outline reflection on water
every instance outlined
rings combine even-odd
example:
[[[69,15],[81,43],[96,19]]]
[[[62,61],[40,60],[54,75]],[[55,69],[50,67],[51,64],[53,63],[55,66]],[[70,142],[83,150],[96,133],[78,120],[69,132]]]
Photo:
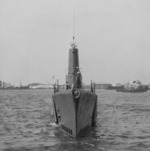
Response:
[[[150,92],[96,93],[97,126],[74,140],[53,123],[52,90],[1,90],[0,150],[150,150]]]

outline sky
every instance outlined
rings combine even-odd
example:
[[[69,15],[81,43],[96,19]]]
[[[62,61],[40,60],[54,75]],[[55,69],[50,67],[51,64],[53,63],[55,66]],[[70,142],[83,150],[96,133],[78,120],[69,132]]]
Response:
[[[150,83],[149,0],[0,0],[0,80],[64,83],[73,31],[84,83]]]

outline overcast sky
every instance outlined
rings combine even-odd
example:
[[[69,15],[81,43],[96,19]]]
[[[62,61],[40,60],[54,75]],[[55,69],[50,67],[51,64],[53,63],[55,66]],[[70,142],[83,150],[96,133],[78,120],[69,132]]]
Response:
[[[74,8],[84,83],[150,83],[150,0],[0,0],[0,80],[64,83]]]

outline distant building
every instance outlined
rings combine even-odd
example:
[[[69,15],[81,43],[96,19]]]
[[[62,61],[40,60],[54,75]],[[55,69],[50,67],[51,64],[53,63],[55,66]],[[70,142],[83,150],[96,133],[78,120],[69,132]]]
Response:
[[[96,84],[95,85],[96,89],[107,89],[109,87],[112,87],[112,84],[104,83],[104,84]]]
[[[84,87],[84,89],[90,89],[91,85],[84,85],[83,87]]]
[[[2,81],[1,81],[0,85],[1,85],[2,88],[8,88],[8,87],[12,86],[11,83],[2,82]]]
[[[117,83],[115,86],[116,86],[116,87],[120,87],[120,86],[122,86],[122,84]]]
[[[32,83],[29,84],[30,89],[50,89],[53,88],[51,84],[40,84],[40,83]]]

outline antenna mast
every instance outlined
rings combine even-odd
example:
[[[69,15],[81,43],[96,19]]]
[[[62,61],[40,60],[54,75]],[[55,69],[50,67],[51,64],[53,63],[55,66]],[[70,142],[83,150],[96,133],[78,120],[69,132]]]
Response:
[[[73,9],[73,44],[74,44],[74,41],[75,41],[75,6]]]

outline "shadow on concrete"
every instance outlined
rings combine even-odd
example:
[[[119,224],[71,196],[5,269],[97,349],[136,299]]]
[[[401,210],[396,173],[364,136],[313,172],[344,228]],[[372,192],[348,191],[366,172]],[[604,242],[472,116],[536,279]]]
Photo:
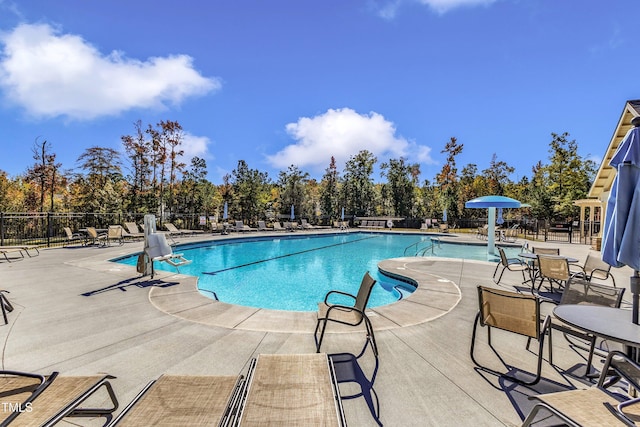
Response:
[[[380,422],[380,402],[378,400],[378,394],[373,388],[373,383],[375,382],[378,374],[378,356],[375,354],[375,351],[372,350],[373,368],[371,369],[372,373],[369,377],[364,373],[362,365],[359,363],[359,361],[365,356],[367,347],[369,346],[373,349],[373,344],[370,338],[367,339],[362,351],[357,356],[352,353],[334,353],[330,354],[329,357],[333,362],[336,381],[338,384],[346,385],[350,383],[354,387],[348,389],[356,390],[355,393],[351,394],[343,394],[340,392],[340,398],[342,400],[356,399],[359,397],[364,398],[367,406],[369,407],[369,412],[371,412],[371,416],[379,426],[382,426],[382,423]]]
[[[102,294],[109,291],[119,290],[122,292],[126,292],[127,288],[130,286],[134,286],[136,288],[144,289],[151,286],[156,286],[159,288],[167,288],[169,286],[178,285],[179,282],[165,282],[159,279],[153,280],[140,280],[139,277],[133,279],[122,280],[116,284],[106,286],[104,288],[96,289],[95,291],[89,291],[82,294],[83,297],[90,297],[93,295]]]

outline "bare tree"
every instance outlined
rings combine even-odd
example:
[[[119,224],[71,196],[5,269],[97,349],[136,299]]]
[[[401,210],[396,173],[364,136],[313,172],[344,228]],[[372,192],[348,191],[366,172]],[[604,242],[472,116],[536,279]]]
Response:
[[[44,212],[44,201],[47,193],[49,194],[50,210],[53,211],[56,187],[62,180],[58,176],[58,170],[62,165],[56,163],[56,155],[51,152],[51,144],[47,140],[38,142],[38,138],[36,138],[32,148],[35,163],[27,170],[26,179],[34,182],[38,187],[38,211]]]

__Task brief__:
Excluding all images, transcribe the material word for word.

__Response to the exercise__:
outline reflection on water
every instance outlined
rings combine even-odd
example:
[[[69,15],[81,43],[96,19]]]
[[[62,61],[40,60],[54,75]],[[55,69],[50,67],[51,64],[53,63],[55,66]],[[70,142],[83,150],[96,133],[78,120],[69,132]]]
Photo:
Response:
[[[150,92],[96,93],[97,126],[74,140],[53,123],[52,90],[1,90],[0,150],[150,150]]]

outline sky
every instance outlined
rings combine even-odd
example:
[[[69,15],[81,43],[96,19]]]
[[[62,61],[40,60],[54,75]],[[55,69],[50,67],[51,64],[53,63],[55,66]],[[70,142],[83,150],[96,133],[78,120],[69,132]]]
Response:
[[[150,83],[149,0],[0,0],[0,80],[64,83],[73,31],[84,83]]]

outline overcast sky
every instance outlined
rings combine even-odd
example:
[[[69,15],[81,43],[96,19]]]
[[[62,61],[40,60],[54,75]],[[55,69],[50,67],[51,64],[53,63],[55,66]],[[70,142],[83,150],[96,133],[78,120],[69,132]]]
Response:
[[[74,8],[84,83],[150,83],[150,0],[0,0],[0,80],[64,83]]]

outline distant building
every instance outlined
rings combine even-odd
example:
[[[69,15],[81,43],[96,19]]]
[[[62,61],[40,60],[54,75]],[[55,69],[50,67],[51,64],[53,63],[55,66]],[[70,142],[83,150],[96,133],[78,120],[69,132]]]
Response:
[[[96,84],[95,85],[96,89],[107,89],[109,87],[112,87],[112,84],[104,83],[104,84]]]
[[[84,87],[84,89],[90,89],[91,85],[84,85],[83,87]]]
[[[2,81],[1,81],[0,85],[1,85],[2,88],[8,88],[8,87],[12,86],[11,83],[2,82]]]
[[[117,83],[115,86],[116,86],[116,87],[120,87],[120,86],[122,86],[122,84]]]
[[[32,83],[29,84],[30,89],[50,89],[53,88],[51,84],[40,84],[40,83]]]

outline antenna mast
every instance outlined
rings combine even-odd
example:
[[[69,15],[81,43],[96,19]]]
[[[62,61],[40,60],[54,75]],[[55,69],[50,67],[51,64],[53,63],[55,66]],[[70,142],[83,150],[96,133],[78,120],[69,132]]]
Response:
[[[73,9],[73,44],[74,44],[74,41],[75,41],[75,6]]]

outline "shadow on concrete"
every instance outlined
rings combine even-odd
example:
[[[119,224],[71,196],[5,269],[97,349],[136,299]]]
[[[401,210],[396,173],[364,136],[313,172],[344,228]],[[372,192],[348,191],[366,172]],[[604,242],[472,116],[536,279]]]
Photo:
Response:
[[[380,422],[380,402],[378,400],[378,394],[373,388],[373,383],[375,382],[378,374],[378,356],[375,354],[375,351],[372,350],[373,368],[371,369],[372,373],[369,377],[364,373],[362,365],[359,363],[359,361],[365,356],[367,347],[369,346],[373,349],[373,344],[370,338],[367,339],[362,351],[357,356],[352,353],[334,353],[330,354],[329,357],[333,362],[336,381],[338,384],[346,385],[350,383],[354,387],[348,389],[356,390],[355,393],[351,394],[343,394],[340,392],[340,398],[342,400],[356,399],[359,397],[364,398],[367,406],[369,407],[369,412],[371,412],[371,416],[379,426],[382,426],[382,423]]]
[[[102,294],[109,291],[119,290],[122,292],[126,292],[127,288],[130,286],[134,286],[136,288],[144,289],[151,286],[156,286],[159,288],[167,288],[169,286],[178,285],[179,282],[165,282],[159,279],[153,280],[140,280],[139,277],[133,279],[122,280],[116,284],[106,286],[104,288],[96,289],[95,291],[89,291],[82,294],[83,297],[90,297],[93,295]]]

outline "bare tree"
every instance outlined
rings combine even-odd
example:
[[[119,224],[71,196],[5,269],[97,349],[136,299]]]
[[[401,210],[396,173],[364,136],[313,172],[344,228]],[[372,192],[348,191],[366,172]],[[604,242],[472,116],[536,279]]]
Response:
[[[44,212],[44,201],[47,193],[49,194],[50,210],[53,211],[56,187],[62,180],[58,176],[58,170],[62,165],[56,163],[56,155],[51,152],[51,144],[47,140],[38,142],[38,138],[36,138],[32,148],[35,163],[27,170],[26,179],[34,182],[38,187],[38,211]]]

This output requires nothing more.